> _CONSEGNA_
Traduci in inglese la seguente frase del passo del documento: «Mi piace prendermi cura delle persone che hanno bisogno, ho uno scopo che mi appaga.»

C’è stato un accadimento particolare della tua vita che ti ha fatto decidere che fosse arrivato il momento del cambiamento?

Effettivamente ad un certo punto mi sono resa conto che il mio matrimonio non soddisfaceva certi parametri per me fondamentali e ho pensato di dover agire per mettere la mia persona e i miei principi al centro della mia vita. E’ stato il momento difficile ma inevitabile in cui ho ritenuto di affrontare questo argomento con mio marito, Silvia mi ha aiutata a risolvere le paure e le angosce del momento.  Un altro nodo per me importante era la mia istruzione: dato che avevo interrotto gli studi ho deciso di riprendere in mano la mia professionalitàfrequentando una scuola serale. L’Operatore Socio Sanitario collabora con altre figure professionali e con la famiglia al fine di soddisfare i bisogni primari della persona, assiste l’utente nello svolgimento delle attività domestiche, effettua interventi igienico-sanitari, agevola la persona e i suoi familiari nell’accesso alle risorse e ai servizi socio-sanitari, promuove interventi di riabilitazione e attività di socializzazione: ho scoperto che questo era proprio il lavoro che faceva per me, all’inizio volevo solo un diploma ma poi ho capito che questa scuola è molto vicina al mio ideale di impegno nel sociale e inoltre mi permette di essere economicamente indipendente.Mi piace prendermi cura delle persone che hanno bisogno, ho uno scopo che mi appaga. Gli anziani inizialmente sono diffidenti e ci si trova a dover gestire una quotidianità piuttosto dura con la consapevolezza di un tempo limitato davanti a sé. Io devo comunque rimanere distaccata senza farmi coinvolgere troppo, ma mi diverto e riesco a trovare il modo essere a mio agio anche quando lavoro con i nonni perché  vedo le cose belle dello stare con loro.

> _MATERIALE FORNITO_
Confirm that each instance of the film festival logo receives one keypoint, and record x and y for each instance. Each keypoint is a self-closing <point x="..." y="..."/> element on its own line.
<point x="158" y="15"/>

> _RISPOSTA ALL'ESERCIZIO_
I like taking care of people in need; I have a purpose that fulfills me.